+++ Data excerpts +++

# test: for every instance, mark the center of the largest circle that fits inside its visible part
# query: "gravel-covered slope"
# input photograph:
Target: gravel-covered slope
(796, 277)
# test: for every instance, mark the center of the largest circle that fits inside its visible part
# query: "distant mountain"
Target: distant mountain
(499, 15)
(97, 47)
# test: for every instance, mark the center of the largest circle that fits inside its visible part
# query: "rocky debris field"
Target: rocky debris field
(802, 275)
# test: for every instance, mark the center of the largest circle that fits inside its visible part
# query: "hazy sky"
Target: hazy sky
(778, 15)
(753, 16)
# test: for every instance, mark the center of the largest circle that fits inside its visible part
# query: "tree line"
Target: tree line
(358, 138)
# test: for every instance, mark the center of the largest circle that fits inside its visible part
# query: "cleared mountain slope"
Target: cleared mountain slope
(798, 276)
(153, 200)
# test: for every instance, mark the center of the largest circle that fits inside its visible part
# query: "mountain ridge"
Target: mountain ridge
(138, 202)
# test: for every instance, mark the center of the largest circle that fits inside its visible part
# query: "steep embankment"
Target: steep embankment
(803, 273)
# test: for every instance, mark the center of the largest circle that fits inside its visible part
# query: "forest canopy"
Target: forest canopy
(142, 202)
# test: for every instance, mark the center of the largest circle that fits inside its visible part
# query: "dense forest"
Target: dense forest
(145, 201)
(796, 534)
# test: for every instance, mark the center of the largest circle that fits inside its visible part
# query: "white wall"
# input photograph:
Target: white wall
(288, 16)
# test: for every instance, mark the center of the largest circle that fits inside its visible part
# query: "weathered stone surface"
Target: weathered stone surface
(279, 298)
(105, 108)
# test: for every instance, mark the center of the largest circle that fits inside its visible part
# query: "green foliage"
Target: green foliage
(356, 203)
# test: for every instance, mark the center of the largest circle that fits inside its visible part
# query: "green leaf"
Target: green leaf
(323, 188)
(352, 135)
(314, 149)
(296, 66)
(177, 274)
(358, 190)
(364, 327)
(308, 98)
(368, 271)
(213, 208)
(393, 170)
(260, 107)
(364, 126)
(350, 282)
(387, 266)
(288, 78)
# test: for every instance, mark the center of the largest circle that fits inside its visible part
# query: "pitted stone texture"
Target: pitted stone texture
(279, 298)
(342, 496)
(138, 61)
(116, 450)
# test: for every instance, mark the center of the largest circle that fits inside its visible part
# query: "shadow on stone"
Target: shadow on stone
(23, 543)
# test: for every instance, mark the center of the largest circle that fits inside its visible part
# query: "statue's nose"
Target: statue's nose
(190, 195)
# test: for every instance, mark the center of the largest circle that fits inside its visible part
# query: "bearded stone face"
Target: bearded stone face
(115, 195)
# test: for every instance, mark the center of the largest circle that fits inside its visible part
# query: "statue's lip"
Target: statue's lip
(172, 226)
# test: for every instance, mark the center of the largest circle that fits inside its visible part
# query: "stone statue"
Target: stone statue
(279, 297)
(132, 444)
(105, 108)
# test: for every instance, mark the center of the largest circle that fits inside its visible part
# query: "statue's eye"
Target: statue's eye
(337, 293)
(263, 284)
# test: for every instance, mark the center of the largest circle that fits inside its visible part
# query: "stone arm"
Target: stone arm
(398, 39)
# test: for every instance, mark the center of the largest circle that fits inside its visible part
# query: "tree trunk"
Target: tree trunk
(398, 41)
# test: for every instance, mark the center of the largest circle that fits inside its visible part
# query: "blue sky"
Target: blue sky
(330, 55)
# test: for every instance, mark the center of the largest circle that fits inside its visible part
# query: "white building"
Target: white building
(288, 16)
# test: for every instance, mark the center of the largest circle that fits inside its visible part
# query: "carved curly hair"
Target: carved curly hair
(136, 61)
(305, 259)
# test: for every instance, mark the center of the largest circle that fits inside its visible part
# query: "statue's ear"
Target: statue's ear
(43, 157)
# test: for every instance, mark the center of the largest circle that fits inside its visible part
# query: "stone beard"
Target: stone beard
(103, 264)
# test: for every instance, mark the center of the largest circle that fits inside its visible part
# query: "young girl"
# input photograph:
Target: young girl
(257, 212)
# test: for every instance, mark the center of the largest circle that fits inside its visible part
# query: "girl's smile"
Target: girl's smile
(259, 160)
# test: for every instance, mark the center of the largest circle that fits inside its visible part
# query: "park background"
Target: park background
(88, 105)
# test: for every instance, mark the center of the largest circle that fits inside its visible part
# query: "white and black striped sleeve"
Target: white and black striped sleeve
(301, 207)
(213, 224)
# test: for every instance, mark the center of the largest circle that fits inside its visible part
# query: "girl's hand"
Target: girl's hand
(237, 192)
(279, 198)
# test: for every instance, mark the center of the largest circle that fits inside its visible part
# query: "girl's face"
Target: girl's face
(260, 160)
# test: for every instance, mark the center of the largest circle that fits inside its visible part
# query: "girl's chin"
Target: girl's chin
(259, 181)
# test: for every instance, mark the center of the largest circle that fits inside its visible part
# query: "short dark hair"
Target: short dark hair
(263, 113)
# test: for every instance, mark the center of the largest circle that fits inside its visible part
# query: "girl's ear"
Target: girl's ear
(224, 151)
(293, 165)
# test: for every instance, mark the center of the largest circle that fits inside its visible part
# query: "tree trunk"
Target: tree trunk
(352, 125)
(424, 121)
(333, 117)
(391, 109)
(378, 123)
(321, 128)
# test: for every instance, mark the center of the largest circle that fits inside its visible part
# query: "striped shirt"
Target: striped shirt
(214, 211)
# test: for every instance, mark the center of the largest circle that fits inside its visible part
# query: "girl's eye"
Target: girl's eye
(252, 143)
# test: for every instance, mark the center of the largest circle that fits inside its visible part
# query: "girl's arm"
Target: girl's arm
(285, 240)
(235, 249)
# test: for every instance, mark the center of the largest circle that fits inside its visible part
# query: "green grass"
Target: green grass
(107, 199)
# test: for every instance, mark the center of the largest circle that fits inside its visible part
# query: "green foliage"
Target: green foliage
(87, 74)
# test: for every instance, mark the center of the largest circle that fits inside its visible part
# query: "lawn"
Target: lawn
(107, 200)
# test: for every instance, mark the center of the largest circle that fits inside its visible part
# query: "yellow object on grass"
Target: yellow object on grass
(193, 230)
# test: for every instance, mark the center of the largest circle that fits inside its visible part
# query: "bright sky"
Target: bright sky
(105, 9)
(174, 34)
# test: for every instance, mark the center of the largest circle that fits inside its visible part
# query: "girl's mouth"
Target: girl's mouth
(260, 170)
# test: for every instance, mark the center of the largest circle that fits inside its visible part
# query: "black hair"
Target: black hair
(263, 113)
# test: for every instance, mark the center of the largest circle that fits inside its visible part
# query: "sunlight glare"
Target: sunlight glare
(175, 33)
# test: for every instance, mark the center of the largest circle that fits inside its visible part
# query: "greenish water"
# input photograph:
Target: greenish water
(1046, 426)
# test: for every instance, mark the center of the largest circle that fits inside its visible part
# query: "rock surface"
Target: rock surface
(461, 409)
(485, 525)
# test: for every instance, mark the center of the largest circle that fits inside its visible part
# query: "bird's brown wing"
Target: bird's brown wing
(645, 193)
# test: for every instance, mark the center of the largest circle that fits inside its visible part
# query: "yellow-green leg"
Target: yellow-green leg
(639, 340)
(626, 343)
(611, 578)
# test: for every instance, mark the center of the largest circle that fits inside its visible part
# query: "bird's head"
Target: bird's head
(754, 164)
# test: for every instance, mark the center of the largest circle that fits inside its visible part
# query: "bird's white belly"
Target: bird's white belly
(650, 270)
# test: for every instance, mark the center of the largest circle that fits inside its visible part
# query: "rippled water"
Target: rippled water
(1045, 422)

+++

Exercise objective: Print each of the lines above again, unchanged.

Expected output:
# test: for every instance, mark the center of the largest circle that fits inside its visible part
# query: "gravel-covered slope"
# input photograph:
Target: gravel-covered slope
(796, 277)
# test: for every instance, mark the center of the largest circle that fits inside its visible part
# query: "distant mountain"
Target: distant mountain
(499, 15)
(97, 47)
# test: for every instance, mark the center of the largest circle that fits inside its visible part
# query: "rocky debris field"
Target: rocky debris field
(802, 275)
# test: for every instance, mark the center of the largest circle that fits inside its visible part
# query: "hazy sky"
Target: hazy sky
(778, 15)
(753, 16)
# test: for every instance, mark the center of the largest circle that fits inside its visible part
# query: "tree line"
Target: tree line
(358, 138)
# test: for every instance, mark the center of the largest circle that fits inside its visible part
# query: "cleared mountain slope"
Target: cleared mountain slope
(798, 276)
(153, 200)
# test: for every instance, mark the center of the largest circle that fits inside its visible part
# query: "mountain ridge"
Target: mountain ridge
(138, 202)
# test: for every instance, mark the center of the largest circle that fits inside its visible part
# query: "steep embankment"
Target: steep embankment
(803, 273)
# test: for every instance, mark the center of the largest circle that fits inside its visible part
# query: "forest canopy"
Target: forest canopy
(142, 202)
# test: for every instance, mark the center of the largest circle that fits inside its visible part
# query: "dense forest"
Target: dense forest
(145, 201)
(796, 534)
# test: for every instance, mark the center of the largest circle that fits inside its visible part
# query: "white wall"
# input photograph:
Target: white wall
(288, 16)
# test: for every instance, mark the center of the largest circle that fits inside its visible part
# query: "weathered stone surface"
Target: weathered stone surface
(279, 298)
(105, 108)
# test: for every instance, mark the center of the largest circle that fits inside its visible part
# query: "green foliage"
Target: green foliage
(356, 203)
# test: for every instance, mark the center of the largest circle that fits inside its visible part
# query: "green leaf"
Target: green leaf
(323, 188)
(352, 135)
(314, 149)
(296, 66)
(177, 274)
(358, 190)
(364, 327)
(308, 98)
(368, 271)
(213, 208)
(393, 170)
(260, 107)
(364, 126)
(350, 282)
(387, 266)
(288, 78)
# test: for every instance, mark the center of the largest circle that fits inside its visible part
# query: "pitted stone texture"
Target: pitted stone texture
(279, 298)
(342, 496)
(138, 61)
(116, 450)
# test: for every instance, mark the center of the largest circle that fits inside its visible part
# query: "shadow on stone"
Target: shadow on stone
(23, 543)
# test: for every instance, mark the center of the largest circle that fits inside its visible part
# query: "statue's nose"
Target: statue's nose
(190, 195)
# test: for every instance, mark the center of the largest circle that fits inside its visible part
# query: "bearded stone face"
Target: bearded stone face
(115, 195)
# test: for every instance, mark the center of the largest circle that fits inside its visible part
# query: "statue's lip"
Target: statue's lip
(172, 226)
# test: for every instance, mark the center of the largest circle that fits inside its visible part
# query: "stone statue"
Target: stone statue
(279, 297)
(132, 444)
(105, 108)
# test: for every instance, mark the center of the largest circle that fits inside its visible part
# query: "statue's eye"
Target: statue's eye
(337, 293)
(263, 284)
# test: for every instance, mark the center of the largest circle that fits inside its visible part
# query: "stone arm"
Target: stone arm
(398, 39)
# test: for every instance, mark the center of the largest circle that fits inside its visible part
# query: "tree trunk"
Target: tree trunk
(398, 41)
# test: for every instance, mark the center of the largest circle that fits inside its visible part
# query: "blue sky"
Target: blue sky
(330, 55)
# test: for every instance, mark the center of the largest circle that fits inside its visible part
# query: "white building"
Target: white building
(288, 16)
# test: for every instance, mark the center of the largest circle that fits inside its visible part
# query: "carved curly hair"
Target: carved curly hair
(136, 61)
(305, 259)
# test: for every instance, mark the center of the largest circle that fits inside its visible part
# query: "statue's ear"
Target: statue's ear
(43, 157)
# test: for every instance, mark the center of the largest circle that fits inside its visible part
# query: "stone beard"
Target: stone beard
(103, 264)
# test: for every instance, mark the center of the largest circle that fits inside its visible part
# query: "young girl"
# input photograph:
Target: young girl
(257, 212)
# test: for every instance, mark the center of the largest circle that fits inside its visible part
# query: "girl's smile"
Target: girl's smile
(259, 160)
# test: for every instance, mark the center of the largest circle that fits inside its visible part
# query: "park background"
Target: park background
(88, 105)
# test: for every instance, mark the center of the largest circle that fits inside its visible part
# query: "white and black striped sleeve"
Target: white and black striped sleeve
(301, 207)
(213, 224)
# test: for every instance, mark the center of the largest circle that fits inside its visible part
# query: "girl's hand"
Target: girl's hand
(237, 192)
(279, 198)
# test: for every instance, mark the center of the largest circle that fits inside its visible part
# query: "girl's face"
Target: girl's face
(260, 160)
# test: for every instance, mark the center of the largest circle that fits inside its visible part
# query: "girl's chin"
Target: girl's chin
(259, 181)
# test: for every instance, mark the center of the largest circle that fits inside its visible part
# query: "short dark hair"
Target: short dark hair
(263, 113)
# test: for every instance, mark the center of the largest circle that fits inside its visible part
# query: "girl's ear"
Target: girl's ear
(224, 151)
(293, 165)
# test: for every instance, mark the center of the largest circle that fits inside its visible part
# query: "tree trunk"
Target: tree trunk
(352, 125)
(424, 121)
(333, 117)
(391, 109)
(378, 123)
(321, 128)
# test: for every instance, mark the center of the largest circle that fits inside its visible part
# query: "striped shirt"
Target: striped shirt
(214, 211)
# test: for every instance, mark the center of the largest circle that fits inside its visible part
# query: "girl's eye"
Target: girl's eye
(252, 143)
# test: for every instance, mark the center of the largest circle that fits inside its visible part
# query: "girl's arm"
Target: girl's arm
(285, 240)
(235, 249)
# test: for every instance, mark the center of the largest circle that fits inside its visible part
# query: "green grass"
Target: green grass
(107, 199)
# test: for every instance, mark the center of the largest circle that fits inside its visible part
# query: "green foliage"
Target: green foliage
(87, 74)
# test: for every instance, mark the center of the largest circle that fits inside its visible part
# query: "lawn"
Target: lawn
(107, 200)
# test: for every instance, mark the center of the largest circle that fits inside its visible part
# query: "yellow object on grass"
Target: yellow object on grass
(193, 230)
# test: for every instance, mark the center of the largest circle that fits inside its visible part
# query: "bright sky"
Target: bright sky
(105, 9)
(174, 34)
# test: for every instance, mark the center of the largest circle that fits inside its visible part
# query: "girl's mouth"
Target: girl's mouth
(260, 170)
# test: for every instance, mark the center of the largest circle that fits inside its visible part
# query: "black hair"
Target: black hair
(263, 113)
# test: for every instance, mark the center of the largest circle that fits inside its visible part
# query: "sunlight glare"
Target: sunlight glare
(175, 33)
# test: for every instance, mark the center of the largest circle that fits inside its visible part
# query: "greenish water"
# input photograph:
Target: greenish water
(1046, 426)
# test: for every instance, mark the center of the largest circle that fits inside its visible part
# query: "rock surface"
Target: rock surface
(461, 409)
(485, 525)
# test: for every instance, mark the center of the largest circle that fits inside its visible part
# query: "bird's brown wing"
Target: bird's brown wing
(645, 193)
# test: for every instance, mark the center of the largest circle that fits inside its visible part
# query: "yellow-green leg"
Target: yellow-green leg
(639, 340)
(626, 343)
(611, 578)
# test: for every instance, mark the center of the largest circle that fits inside its visible part
# query: "bird's head"
Target: bird's head
(754, 164)
# test: for every instance, mark the center of the largest circle that fits inside its visible part
# query: "bird's white belly"
Target: bird's white belly
(650, 270)
# test: for every instance, mark the center of the largest circle that fits inside its visible part
# query: "rippled water"
Target: rippled water
(1045, 422)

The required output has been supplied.